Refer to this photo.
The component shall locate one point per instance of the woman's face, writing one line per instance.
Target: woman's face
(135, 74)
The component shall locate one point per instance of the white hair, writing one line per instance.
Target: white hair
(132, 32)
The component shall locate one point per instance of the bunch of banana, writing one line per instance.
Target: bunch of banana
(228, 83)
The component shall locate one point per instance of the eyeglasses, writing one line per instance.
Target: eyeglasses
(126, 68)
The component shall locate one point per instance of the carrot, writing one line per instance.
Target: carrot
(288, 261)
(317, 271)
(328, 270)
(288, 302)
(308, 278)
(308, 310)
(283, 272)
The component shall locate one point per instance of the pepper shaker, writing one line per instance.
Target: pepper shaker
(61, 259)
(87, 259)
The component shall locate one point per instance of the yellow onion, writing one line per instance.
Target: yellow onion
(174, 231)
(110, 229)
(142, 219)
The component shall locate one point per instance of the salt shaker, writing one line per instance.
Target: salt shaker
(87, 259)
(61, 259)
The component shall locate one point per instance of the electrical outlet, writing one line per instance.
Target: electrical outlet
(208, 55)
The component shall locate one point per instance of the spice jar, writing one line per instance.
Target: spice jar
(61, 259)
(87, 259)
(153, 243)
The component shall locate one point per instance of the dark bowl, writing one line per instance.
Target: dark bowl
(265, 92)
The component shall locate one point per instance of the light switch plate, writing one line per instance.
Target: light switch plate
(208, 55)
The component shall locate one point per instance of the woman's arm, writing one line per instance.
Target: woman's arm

Required work:
Would you write out the listing above exactly, in full?

Exercise answer:
Refer to this photo.
The component shall locate one point per instance of the woman's face, writing one line per instance.
Target: woman's face
(135, 74)
The component shall locate one point per instance of the white hair, writing one line per instance.
Target: white hair
(132, 32)
The component shall locate one point per instance of the bunch of banana, writing one line per instance.
Target: bunch of banana
(228, 83)
The component shall locate one point per instance of the eyeglasses, writing one line per instance.
Target: eyeglasses
(126, 68)
The component shall locate one point per instance of the carrot, writing one line per instance.
Target: carrot
(288, 261)
(317, 271)
(328, 270)
(288, 302)
(308, 278)
(308, 310)
(283, 272)
The component shall locate one point per instance of the pepper shaker, writing one line per instance.
Target: pepper shaker
(61, 259)
(87, 259)
The component shall locate one point per instance of the yellow onion, writing one line per instance.
Target: yellow onion
(174, 231)
(110, 229)
(142, 219)
The component shall locate one point per instance of the salt shaker, writing one line per instance.
Target: salt shaker
(87, 259)
(61, 259)
The component shall locate one point per instance of the electrical outlet, writing one line per instance.
Target: electrical outlet
(208, 55)
The component shall locate one point per instance of the spice jar, writing one line per instance.
Target: spice jar
(61, 259)
(87, 259)
(153, 243)
The component shall locate one point per instance of the dark bowl, writing one line per instance.
Target: dark bowl
(265, 92)
The component shall locate one point per instance of the light switch plate, writing one line per instance.
Target: light switch plate
(208, 55)
The component shall locate one point per instance of the woman's arm, writing one line per instance.
Target: woman's arm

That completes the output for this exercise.